* **What is expected**: Search the entries for the word "ceiling". Copy every line that holds it.

Natural language region descriptions
■ ■ ■ ■

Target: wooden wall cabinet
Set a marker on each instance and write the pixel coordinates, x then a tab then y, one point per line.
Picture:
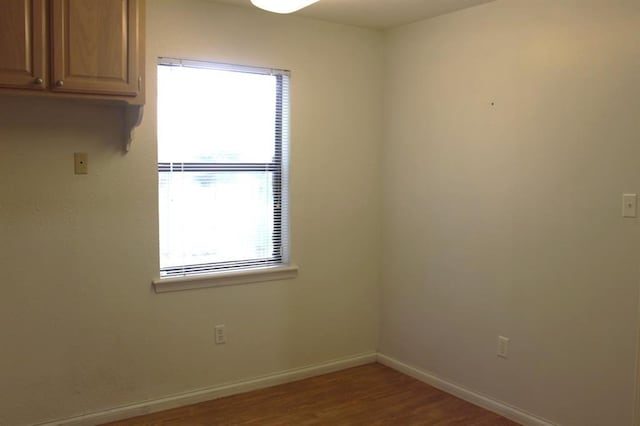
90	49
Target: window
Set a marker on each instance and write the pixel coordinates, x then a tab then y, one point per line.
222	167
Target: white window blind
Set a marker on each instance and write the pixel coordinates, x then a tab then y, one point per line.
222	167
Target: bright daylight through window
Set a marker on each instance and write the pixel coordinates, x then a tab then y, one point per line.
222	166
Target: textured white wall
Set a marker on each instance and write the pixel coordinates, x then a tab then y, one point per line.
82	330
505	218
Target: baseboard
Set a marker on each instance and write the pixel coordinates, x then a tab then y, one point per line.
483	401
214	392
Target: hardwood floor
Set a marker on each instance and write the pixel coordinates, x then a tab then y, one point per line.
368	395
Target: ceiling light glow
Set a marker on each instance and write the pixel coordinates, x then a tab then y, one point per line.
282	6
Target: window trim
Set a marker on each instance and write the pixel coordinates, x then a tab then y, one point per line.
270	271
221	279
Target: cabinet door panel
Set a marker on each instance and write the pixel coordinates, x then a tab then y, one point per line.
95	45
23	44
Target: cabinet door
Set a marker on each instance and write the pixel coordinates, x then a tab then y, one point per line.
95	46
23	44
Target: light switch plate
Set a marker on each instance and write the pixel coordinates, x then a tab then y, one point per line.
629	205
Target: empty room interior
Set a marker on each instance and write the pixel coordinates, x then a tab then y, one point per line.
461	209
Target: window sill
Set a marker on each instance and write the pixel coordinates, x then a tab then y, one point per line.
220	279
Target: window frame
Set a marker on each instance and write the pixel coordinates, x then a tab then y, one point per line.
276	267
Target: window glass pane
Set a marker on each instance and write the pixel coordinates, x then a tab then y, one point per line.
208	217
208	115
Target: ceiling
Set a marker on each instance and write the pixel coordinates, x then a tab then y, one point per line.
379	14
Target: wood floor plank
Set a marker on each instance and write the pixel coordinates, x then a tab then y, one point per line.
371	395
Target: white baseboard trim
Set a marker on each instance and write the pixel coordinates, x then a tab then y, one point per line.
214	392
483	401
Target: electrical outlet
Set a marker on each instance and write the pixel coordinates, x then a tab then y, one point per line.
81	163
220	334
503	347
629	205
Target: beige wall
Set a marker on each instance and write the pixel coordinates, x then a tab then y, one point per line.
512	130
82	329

■ ■ ■ ■

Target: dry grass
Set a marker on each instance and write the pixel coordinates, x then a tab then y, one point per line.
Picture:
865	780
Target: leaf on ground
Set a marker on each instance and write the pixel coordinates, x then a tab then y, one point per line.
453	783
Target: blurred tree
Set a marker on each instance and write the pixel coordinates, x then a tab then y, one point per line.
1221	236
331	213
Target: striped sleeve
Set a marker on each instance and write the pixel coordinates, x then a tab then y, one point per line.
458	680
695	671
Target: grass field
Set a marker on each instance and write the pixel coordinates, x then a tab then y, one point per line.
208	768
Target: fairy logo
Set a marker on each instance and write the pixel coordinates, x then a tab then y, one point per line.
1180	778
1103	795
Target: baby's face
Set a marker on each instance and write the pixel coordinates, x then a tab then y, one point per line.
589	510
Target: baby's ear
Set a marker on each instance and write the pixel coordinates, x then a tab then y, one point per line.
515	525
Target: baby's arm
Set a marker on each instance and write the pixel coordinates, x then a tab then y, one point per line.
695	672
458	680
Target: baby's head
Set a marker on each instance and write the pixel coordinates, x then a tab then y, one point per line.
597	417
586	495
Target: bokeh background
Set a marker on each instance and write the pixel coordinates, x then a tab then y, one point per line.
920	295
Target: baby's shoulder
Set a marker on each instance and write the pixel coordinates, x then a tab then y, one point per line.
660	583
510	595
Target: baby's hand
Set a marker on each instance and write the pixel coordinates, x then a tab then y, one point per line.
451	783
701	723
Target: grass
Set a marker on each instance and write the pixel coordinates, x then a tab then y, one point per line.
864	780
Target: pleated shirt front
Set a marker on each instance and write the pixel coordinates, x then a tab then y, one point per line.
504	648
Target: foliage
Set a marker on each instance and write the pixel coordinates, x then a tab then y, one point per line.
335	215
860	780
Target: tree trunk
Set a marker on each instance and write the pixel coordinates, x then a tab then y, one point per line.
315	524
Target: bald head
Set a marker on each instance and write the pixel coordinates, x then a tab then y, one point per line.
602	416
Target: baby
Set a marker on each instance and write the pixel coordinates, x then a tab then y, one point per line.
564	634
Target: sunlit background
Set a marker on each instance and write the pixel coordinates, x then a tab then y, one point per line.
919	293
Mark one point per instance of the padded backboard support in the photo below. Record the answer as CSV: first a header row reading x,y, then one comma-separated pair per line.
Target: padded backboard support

■ ■ ■ ■

* **Output for this task**:
Target: ceiling light glow
Target: ceiling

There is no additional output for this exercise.